● **ИСХОДНЫЙ ФРАГМЕНТ**:
Знают они и о том, что на Западе, в Америке особенно, имя Баланчина вызывает благоговение. Когда этот великий балетмейстер умер (в Нью-Йорке, 30 апреля 1983 года), ведущие американские газеты, редко между собой в чем-либо соглашающиеся, единодушно причислили Баланчина к трем величайшим творческим гениям XX века (Двое других — Пикассо и Стравинский.)
Эта книга — документ, доносящий до читателей живой, неприкрашенный голос Баланчина. В этом ее ценность — и для читателей, и для историков культуры. Первый импульс к ее написанию возник при необычных обстоятельствах. 14 февраля 1981 года (я запомнил этот день навсегда) на Бродвее я случайно наткнулся на Баланчина, уже собравшегося нырнуть в мясную лавку: он был завзятый гурман, обожал готовить себе и друзьям вкуснейшие блюда, самолично закупая продукты. Узнав балетмейстера по фотографиям, я окликнул его. Баланчин ничуть не удивился, что к нему обратились по-русски; с ходу началась беседа о Чайковском.
Дело в том, что незадолго до этого в газетах сообщили о планах Баланчина и его труппы «Нью-Йорк сити балле» провести фестиваль балетов на музыку Чайковского. В ответ на замечание американского критика, что это будет, вероятно, означать акцент на романтике, Баланчин возразил: «Чайковский — не романтическая музыка. Это — модерн». Об этом, помнится, мы и заговорили, ибо меня поразило столь парадоксальное заявление.
Нас ведь в Советском Союзе пичкали бесконечными рассуждениями о Чайковском как «реалисте», хотя что это такое — реализм в музыке, толком никто объяснить не мог. Баланчин говорил по-русски точно и с изысканной простотой, но также и с неуловимым акцентом человека, покинувшего Россию пятьдесят семь лет тому назад, когда ему было двадцать, и с тех пор привыкшего изъясняться как минимум на трех языках. Он объяснял мне, что музыкальное мышление Чайковского сверхсовременно, ибо включает в себя стилизацию, иронию, тщательное конструирование материала… Я слушал как завороженный, подавая лишь кое-какие реплики.
Вдруг Баланчин прервал свой монолог словами: «Вот и напишите об этом». И, видя мое изумление, добавил: «О мастерстве Чайковского, для нашего фестивального альбома». Попрощавшись, он исчез в мясной лавке. Уже потом я узнал, что манера принимать быстрые решения — хотя бы и на улице, после краткого разговора, была типичной для Баланчина.
Эссе такое я написал, его опубликовали. Оттуда и протянулась ниточка к этой книге. Вообще-то Баланчин избегал давать длинные интервью, не любил рассказывать о себе. А мне хотелось его разговорить. Сначала родилась идея книги разговоров о Чайковском. Баланчин все еще колебался. Тогда я написал ему письмо, где доказывал, что такая книга откроет нового Чайковского и для взрослых, и для детей. О детях я упомянул неслучайно. Как всякий подлинный гений, Баланчин сохранил в своем мышлении много детского. В том числе нелюбовь к напыщенным рассуждениям. Он мог бы подписаться под иронической ремаркой Ахматовой: «Ох, не люблю я этих высоких слов — поэт, бильярд…» Он отмахивался от всех попыток втянуть его в заумные дискуссии. Но я, помнится, написал ему: «Надо рассказать о Чайковском детям Америки и Европы — о его жизни и музыке. Совсем простым языком, без выкрутасов, без фокусов. Чтобы заронить в них любовь к Чайковскому и музыке на всю жизнь. Такую книгу и взрослые будут читать с наслаждением и пользой». Через несколько дней мне позвонила секретарша Баланчина с кратким: «Он согласен».

● **ИСХОДНЫЕ ДАННЫЕ**:
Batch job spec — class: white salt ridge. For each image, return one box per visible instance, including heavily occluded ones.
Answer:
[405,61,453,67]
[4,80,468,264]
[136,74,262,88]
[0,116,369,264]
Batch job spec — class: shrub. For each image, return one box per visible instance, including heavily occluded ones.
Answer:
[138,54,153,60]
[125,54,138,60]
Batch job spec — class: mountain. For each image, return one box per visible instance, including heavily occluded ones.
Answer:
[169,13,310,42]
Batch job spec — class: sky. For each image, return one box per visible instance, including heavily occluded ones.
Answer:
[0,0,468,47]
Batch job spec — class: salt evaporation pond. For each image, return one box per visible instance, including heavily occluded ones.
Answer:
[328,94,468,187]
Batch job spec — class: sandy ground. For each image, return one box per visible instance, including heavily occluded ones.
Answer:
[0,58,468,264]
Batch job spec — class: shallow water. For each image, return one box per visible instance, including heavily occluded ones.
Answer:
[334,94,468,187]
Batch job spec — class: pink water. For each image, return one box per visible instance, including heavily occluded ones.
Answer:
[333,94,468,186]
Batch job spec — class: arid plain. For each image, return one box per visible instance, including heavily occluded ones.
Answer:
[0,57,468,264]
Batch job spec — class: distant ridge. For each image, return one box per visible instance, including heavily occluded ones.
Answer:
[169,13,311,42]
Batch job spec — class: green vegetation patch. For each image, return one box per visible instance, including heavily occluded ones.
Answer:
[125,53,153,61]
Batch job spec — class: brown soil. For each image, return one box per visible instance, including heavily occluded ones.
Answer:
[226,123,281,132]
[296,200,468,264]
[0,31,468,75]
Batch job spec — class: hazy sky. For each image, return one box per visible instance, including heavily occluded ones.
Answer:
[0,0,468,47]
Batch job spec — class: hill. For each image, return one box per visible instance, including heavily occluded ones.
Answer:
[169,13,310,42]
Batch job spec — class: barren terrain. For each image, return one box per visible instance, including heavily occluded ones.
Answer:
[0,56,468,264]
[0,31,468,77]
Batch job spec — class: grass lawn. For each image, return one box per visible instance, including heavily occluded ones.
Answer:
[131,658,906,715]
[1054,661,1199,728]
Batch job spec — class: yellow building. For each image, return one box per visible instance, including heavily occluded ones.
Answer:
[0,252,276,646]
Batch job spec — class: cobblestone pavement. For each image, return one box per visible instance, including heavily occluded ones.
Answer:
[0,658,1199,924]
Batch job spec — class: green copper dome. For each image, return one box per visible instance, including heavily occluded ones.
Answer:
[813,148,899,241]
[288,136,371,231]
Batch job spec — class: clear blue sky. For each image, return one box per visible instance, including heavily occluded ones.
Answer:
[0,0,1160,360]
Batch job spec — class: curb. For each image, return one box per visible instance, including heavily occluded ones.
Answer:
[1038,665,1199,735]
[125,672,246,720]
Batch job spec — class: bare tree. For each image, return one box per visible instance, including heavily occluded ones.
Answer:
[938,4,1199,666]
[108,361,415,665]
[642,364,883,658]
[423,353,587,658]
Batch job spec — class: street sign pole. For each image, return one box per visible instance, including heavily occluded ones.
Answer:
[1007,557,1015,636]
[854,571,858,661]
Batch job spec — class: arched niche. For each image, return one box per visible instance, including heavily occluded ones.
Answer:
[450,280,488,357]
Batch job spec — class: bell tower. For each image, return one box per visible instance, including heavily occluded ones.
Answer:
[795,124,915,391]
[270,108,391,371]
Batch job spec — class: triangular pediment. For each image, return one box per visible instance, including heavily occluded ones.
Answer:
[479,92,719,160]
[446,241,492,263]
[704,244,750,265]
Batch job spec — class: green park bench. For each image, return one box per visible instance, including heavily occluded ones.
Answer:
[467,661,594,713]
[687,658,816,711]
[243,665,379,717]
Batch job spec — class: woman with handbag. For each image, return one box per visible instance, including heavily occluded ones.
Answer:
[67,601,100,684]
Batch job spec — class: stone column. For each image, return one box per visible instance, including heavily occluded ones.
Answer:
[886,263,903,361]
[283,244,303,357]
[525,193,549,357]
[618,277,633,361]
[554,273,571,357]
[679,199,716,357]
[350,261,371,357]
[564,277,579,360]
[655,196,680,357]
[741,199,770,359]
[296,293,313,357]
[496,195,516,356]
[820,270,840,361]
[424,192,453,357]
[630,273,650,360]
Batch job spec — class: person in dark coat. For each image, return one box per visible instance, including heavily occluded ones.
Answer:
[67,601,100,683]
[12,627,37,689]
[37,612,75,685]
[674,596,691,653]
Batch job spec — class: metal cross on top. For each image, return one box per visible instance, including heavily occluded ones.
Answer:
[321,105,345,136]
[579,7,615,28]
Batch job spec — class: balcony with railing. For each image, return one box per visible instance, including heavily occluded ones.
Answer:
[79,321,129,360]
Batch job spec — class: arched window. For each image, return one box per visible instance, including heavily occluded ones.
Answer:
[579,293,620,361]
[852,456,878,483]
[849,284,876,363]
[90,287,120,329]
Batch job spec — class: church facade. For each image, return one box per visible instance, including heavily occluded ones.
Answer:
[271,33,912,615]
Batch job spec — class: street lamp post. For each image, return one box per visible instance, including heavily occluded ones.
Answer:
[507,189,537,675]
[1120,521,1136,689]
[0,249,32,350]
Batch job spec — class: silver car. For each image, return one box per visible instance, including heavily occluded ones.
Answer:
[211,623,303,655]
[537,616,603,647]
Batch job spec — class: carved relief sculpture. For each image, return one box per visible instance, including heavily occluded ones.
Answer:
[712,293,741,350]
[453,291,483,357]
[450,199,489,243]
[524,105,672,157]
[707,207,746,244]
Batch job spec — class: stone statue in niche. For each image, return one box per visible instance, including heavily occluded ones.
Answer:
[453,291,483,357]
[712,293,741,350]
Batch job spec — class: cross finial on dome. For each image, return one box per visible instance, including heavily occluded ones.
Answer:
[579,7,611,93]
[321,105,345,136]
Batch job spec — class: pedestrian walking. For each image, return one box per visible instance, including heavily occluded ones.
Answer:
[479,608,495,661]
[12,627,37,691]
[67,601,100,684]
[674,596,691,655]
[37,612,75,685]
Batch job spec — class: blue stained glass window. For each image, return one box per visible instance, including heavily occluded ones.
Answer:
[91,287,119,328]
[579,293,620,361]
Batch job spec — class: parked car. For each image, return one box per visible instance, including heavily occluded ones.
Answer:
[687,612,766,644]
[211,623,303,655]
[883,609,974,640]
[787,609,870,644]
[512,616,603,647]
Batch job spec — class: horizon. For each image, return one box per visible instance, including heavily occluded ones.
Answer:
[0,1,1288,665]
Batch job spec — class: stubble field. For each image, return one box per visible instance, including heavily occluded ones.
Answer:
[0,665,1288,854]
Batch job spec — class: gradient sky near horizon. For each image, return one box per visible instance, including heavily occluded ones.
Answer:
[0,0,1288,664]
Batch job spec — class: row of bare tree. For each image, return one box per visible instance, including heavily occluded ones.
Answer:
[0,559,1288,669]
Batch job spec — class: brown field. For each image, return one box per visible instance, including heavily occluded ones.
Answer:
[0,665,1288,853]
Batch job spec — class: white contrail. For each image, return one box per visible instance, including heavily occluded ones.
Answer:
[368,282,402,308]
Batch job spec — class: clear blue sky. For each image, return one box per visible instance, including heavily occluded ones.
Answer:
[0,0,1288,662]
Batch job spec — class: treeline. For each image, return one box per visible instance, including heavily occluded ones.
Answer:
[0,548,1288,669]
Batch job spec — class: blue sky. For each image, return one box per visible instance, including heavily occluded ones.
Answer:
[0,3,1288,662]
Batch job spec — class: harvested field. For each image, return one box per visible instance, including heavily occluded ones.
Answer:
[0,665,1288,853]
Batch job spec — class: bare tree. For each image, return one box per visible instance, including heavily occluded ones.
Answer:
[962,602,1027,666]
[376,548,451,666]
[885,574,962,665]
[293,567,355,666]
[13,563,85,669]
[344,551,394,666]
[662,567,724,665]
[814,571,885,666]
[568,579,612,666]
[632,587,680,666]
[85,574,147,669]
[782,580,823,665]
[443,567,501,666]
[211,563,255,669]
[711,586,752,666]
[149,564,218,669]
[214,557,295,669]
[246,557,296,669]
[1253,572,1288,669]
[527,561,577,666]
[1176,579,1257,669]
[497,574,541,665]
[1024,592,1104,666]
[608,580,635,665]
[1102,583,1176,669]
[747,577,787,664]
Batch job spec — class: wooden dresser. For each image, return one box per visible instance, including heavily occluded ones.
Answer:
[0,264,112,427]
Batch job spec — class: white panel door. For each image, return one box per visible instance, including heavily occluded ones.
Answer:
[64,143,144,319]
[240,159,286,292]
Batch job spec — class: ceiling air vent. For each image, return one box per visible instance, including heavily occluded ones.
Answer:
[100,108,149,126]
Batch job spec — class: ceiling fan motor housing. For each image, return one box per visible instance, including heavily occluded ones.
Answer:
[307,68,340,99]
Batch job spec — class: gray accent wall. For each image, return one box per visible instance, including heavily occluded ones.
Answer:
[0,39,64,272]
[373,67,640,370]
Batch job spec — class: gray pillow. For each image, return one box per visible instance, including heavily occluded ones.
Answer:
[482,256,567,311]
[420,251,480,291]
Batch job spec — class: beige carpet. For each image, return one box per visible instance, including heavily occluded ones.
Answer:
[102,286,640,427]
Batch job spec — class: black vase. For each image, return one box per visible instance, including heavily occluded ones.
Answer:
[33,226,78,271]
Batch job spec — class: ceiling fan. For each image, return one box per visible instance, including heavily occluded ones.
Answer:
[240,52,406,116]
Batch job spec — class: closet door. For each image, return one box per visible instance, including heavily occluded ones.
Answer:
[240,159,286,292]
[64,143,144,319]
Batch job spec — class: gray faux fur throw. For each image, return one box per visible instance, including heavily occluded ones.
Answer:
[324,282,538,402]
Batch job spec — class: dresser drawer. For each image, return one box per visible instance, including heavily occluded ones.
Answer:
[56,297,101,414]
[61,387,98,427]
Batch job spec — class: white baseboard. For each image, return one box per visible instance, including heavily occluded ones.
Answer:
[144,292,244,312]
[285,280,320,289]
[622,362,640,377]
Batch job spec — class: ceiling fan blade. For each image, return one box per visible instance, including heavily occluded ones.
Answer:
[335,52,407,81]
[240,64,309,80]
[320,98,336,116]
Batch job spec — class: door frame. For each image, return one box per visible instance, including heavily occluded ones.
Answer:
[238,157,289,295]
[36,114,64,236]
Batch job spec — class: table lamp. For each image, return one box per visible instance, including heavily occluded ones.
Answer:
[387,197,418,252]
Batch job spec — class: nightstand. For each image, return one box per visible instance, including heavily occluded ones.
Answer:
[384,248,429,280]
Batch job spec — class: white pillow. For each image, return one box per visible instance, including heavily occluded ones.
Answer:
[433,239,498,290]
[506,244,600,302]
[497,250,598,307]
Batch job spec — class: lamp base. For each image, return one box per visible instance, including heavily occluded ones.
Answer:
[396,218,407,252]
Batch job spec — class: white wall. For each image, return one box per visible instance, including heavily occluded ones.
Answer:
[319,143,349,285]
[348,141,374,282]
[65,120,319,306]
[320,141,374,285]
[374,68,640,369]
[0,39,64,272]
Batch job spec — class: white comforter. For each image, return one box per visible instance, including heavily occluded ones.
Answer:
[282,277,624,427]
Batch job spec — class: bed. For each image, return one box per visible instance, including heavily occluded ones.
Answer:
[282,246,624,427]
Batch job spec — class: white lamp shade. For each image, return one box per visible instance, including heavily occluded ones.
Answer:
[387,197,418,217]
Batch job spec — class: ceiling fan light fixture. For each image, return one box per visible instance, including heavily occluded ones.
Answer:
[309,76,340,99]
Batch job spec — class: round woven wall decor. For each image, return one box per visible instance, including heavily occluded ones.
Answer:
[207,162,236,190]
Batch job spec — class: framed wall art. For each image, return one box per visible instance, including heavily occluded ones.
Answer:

● **ЦЕЛЬ ЗАДАНИЯ**:
Продолжите приведенный выше рассказ о знакомстве с Баланчиным (не записи), начиная сразу после последнего предложения.

● **ОТВЕТ**:
Мы начали работать: я приносил выписанные на специальных карточках отрывки из писем Чайковского и зачитывал их Баланчину. Тот мгновенно откликался своими комментариями. Получилась книга с двойным дном — и рассказ о себе, и портрет Чайковского.
Как часто бывает, Баланчин наговорил о Чайковском такую книгу, какую ему самому хотелось бы в детстве прочесть. Так мы покупаем детям игрушки, которых у нас самих не было.
К Чайковскому у Баланчина всю жизнь было отношение почти мистическое. Он ведь вырос в среде, где о Чайковском постоянно говорили и вспоминали, а посему ощущал себя с ним в особого рода контакте. Балетов на музыку Чайковского он поставил не менее двадцати и признавался мне: «Когда я работал и видел — что-то получается, я чувствовал, что это Чайковский мне помог. Или же он говорил — "не надо!"… Один, без помощи Чайковского, я не справился бы».
Свежесть взглядов Баланчина на Чайковского во многом объясняется тем, что он видел в нем композитора глубоко религиозного. Сам Баланчин был человеком верующим и настаивал: «В веру нельзя прыгать как в бассейн. В нее надо входить постепенно, как в океан. Это надо делать с детства». Такую же религиозность Баланчин искал и находил у Чайковского. В то же время Баланчин, опираясь на истории, слышанные им еще в Петербурге, считал смерть Чайковского самоубийством.
Здесь не место обсуждать научную достоверность этой точки зрения: вопрос сложный, и вполне вероятно, что он никогда не будет разрешен однозначно. В беседах со мной Баланчин выдвинул гипотезу «русской рулетки»: Чайковский, возможно, сознательно выпил сырой воды во время холерной эпидемии 1893 года в Петербурге. Желая смерти, композитор как бы препоручил судьбе последний выбор, избежав, таким образом, конфликта со своими религиозными убеждениями.
Баланчин своеобразно интерпретировал не только жизнь Чайковского, но и его музыку: «Считают: Чайковский — это только замечательные мелодии. Это неправда! Он свои мелодии сложно переплетает, строит из них почти готические храмы, у него оркестровка серебряная». Для Баланчина Чайковский — непревзойденный искусник: «Можно долго изучать, как все это сделано, какие он приемы использовал. А говорят — душа! Я не понимаю, что это такое — душа в музыке. Чайковский прав был, когда над этим смеялся. Когда что-то нравится, говорят: это душевно. Путают два совсем разных слова — "душевный" и "духовный". Музыка Чайковского не душевная, она духовная».